Stated exercise — Print the records below from the line containing "Mark the brick" down to the line containing "Query: gravel ground", both included, matching every character and line break.

>>>>

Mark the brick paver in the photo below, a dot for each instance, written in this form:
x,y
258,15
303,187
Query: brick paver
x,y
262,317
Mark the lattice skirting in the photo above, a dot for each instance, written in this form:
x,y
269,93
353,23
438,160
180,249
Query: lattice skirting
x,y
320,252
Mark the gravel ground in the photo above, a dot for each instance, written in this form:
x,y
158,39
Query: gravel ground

<<<<
>>>>

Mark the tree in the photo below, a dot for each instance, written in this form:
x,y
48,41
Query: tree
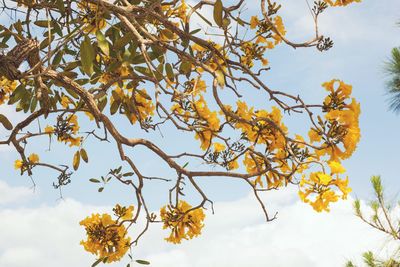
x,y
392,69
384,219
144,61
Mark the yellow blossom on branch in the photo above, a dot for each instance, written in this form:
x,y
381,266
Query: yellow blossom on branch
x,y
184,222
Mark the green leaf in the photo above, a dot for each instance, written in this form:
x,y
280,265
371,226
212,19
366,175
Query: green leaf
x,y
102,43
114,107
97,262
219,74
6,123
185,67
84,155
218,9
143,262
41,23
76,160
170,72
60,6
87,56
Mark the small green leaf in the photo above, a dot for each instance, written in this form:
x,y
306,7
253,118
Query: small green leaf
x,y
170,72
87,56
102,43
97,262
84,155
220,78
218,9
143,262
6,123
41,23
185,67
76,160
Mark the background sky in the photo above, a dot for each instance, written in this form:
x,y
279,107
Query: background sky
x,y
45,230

<<<<
>>>>

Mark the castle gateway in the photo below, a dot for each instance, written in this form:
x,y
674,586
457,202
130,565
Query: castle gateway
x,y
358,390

<<<<

The result —
Mark the brick paver in the photo below, a dot for each instance, written in this form:
x,y
258,15
303,187
Query: brick paver
x,y
262,317
Mark the lattice skirting in the photo above, a dot for each instance, written in this form:
x,y
269,93
353,23
438,160
180,249
Query: lattice skirting
x,y
320,252
Mark the gravel ground in the photo above, a dot for each instance, written in this form:
x,y
158,39
Query: gravel ground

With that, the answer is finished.